**Tasks to complete**
a - Summarize the passage about Drake in two sentences.
b - According to the passage about Drake, which television role first brought him recognition?
c - Write the next part of the passage about Drake, continuing from its last sentence.

**Text to read**
23 October 2013 at 23:44 | 2445 views

Aubrey Drake Graham (born October 24, 1986), who records under the mononym Drake, is a Canadian recording artist, rapper, songwriter, and actor. He was born in Toronto, Ontario, and first garnered recognition for his role as Jimmy Brooks on the television series Degrassi: The Next Generation. He later rose to prominence as a rapper, releasing several mixtapes before signing to Lil Wayne’s Young Money Entertainment in June 2009.

Drake’s EP, So Far Gone (2009), spawned the hit single "Best I Ever Had" and the moderate hit "Successful". His first studio album, Thank Me Later (2010), debuted at number one on the Billboard 200 and generated notable singles, "Over" and "Find Your Love". It was certified Platinum by the Recording Industry Association of America (RIAA). His second album, Take Care (2011), is his most successful to date, topping charts in the United States and Canada and producing multiple hit singles, including "Headlines", "Take Care", "Make Me Proud", and "The Motto", the last of which is also credited for popularizing the widely used acronym YOLO. In promotion of Take Care, Drake embarked on the worldwide Club Paradise Tour, which became the most successful hip-hop tour of 2012, grossing over $42 million. His third studio album Nothing Was the Same was released on September 24, 2013. It has so far been supported by the singles "Started from the Bottom" and "Hold On, We’re Going Home".

Drake has sold over 5 million albums worldwide. His work has earned him a Grammy Award, three Juno Awards, six BET Awards, and holds several significant Billboard records. With twelve number-one singles, Drake has more than any other artist on Billboard’s Hot Rap Songs chart. With ten number-one singles, he also has more than any other rapper on Billboard’s Hot R&B/Hip-Hop Songs chart, passing Jay-Z in August 2012. He is one of two artists (the other being 50 Cent) that has simultaneously occupied the chart’s top three positions.

Drake, along with being a record producer under the pseudonym C. Papi, has also written songs for other artists, including Alicia Keys and Jamie Foxx. He featured as a voice actor in Ice Age: Continental Drift. Drake was tied with Rihanna for the most nominations at the 2012 MTV Video Music Awards.[8] He was ranked No. 2 on MTV’s Hottest MCs in the Game VII list in 2012.[9] Drake became the #1 Rhythmic artist of 2012 based on Mediabase.

**Stored data**
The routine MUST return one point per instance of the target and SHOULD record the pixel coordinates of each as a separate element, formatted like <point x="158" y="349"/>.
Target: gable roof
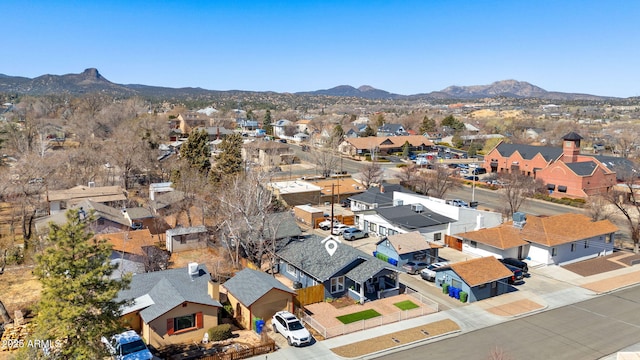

**Responses to the exercise**
a - Drake, born Aubrey Drake Graham in Toronto, first gained recognition as Jimmy Brooks on Degrassi: The Next Generation and then rose as a rapper, signing to Young Money Entertainment in June 2009 and releasing the albums Thank Me Later, Take Care and Nothing Was the Same. He has sold over 5 million albums worldwide, won a Grammy Award, three Juno Awards and six BET Awards, and holds several significant Billboard records.

b - His role as Jimmy Brooks on Degrassi: The Next Generation.

c -
Aubrey Drake Graham was born on October 24, 1986, in Toronto, Ontario, to parents Sandi Graham (née Sher), an educator, and Dennis Graham, a drummer who worked with Jerry Lee Lewis. Two of his uncles, Larry Graham and Teenie Hodges, are also musicians. Drake’s father is an African-American from Memphis, Tennessee, and Drake’s mother is a white Jewish Canadian. He attended a Jewish day school and had a Bar Mitzvah. His parents divorced when he was five years old, and he was raised by his mother in two Toronto neighbourhoods; he lived on Weston Road in the city’s west end, until the sixth grade, when he moved to the affluent Forest Hill. As a youth, he played minor hockey with the Weston Red Wings. Drake has commented on the move to Forest Hill and his mother’s struggle, saying that "She wanted the best for her family. She found us a half of a house we could live in. The other people had the top half, we had the bottom half. I lived in the basement, my mom lived on the first floor. It was not big, it was not luxurious. It was what we could afford." Drake then began attending Forest Hill Collegiate Institute, where he began acting, but did not graduate. It was the first of two high schools he would attend, as he later went to Vaughan Road Academy, describing it as "not by any means the easiest school to go to. It’s a tough school." Despite dropping out of high school, years later, he graduated in October 2012.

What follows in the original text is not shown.